And it made me... make choices for the later stages of my career and that definitely has guided the way that i you know choose my jobs how i design my bar how i you know think about the way that i want to construct the team and kind of these things so and just thinking about that the fact you can find yourself in really difficult situations like drink fueled alcohol fueled situations
You must get very adept at handling difficult situations. And it's a key part of the job, communication and kind of spotting a situation before it blows up.
Learning to read a room at all times. It's a lesson in being present. It's a it's a hard learned lesson in being present sometimes. But it is a lesson. I think all of us, when we are anywhere, are very cognizant of what is happening there.
Anyway, whether we're at a museum or a bar or a coffee shop or a library, we all sort of just probably, I think, subconsciously do that visual check on everybody in the room.
Yeah, I completely agree, Jeffrey. Like what I often do and I'm training my team that it's a very important is the first moment when the guest stepping in, just have a quick scan and just like give yourself a.

• • • • •

=== What you need to do ===
1. In the bar-work transcript, which places are named as spots where people do a visual check on everybody in the room?
2. Carry on the bar-work transcript from the point where it stops.
The data that come next have no connection to the bar-work transcript.

=== Data segment ===
• • • • •

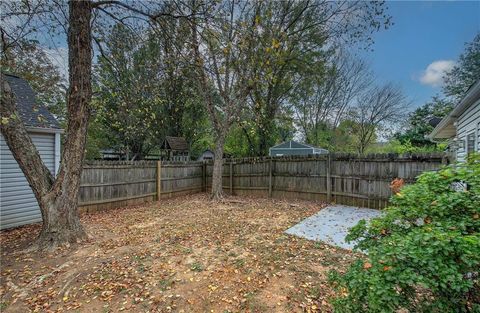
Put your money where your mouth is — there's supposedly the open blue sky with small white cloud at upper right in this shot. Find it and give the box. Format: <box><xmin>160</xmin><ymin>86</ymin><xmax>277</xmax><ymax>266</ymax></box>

• • • • •

=== Task results ===
1. A museum, a bar, a coffee shop, or a library.

2.
uh questions like would you say to this guest another drink before that guest is unable to walk out from the bar and if the answer is no then probably it's better to stop that guest at the door and explaining that the night is done and not taking the risk of letting the guest in and completely intoxicating him because we are responsible for everybody and in charge and in control of of those people because often they don't even realize that because they're not going out often so they don't see the power of the alcohol can be so
impactful on them that they just lose the control within a second they come in and all of a sudden after a few sips switch off blackouts and that's the danger i have a lot of young women working for me so training them how to like go into a situation
stand up for themselves and the place and then sticking to that. But what we don't want for this situation to ever be is a situation where you feel scared or where you feel like you can't handle it, where you feel like you don't know what to do, but you have to deal with it because you have no other choice. And that's kind of something that you build over months and years.
It's not something that you can throw people into and say, yeah, you deal with it because you're in charge now. you know, like creating this environment where people learn how to deal with people. Because many times, I think for Eric and Jeff and myself in the past, we didn't know because it wasn't as accepted this kind of, I mean, guest psychology was like, would you like another drink? No.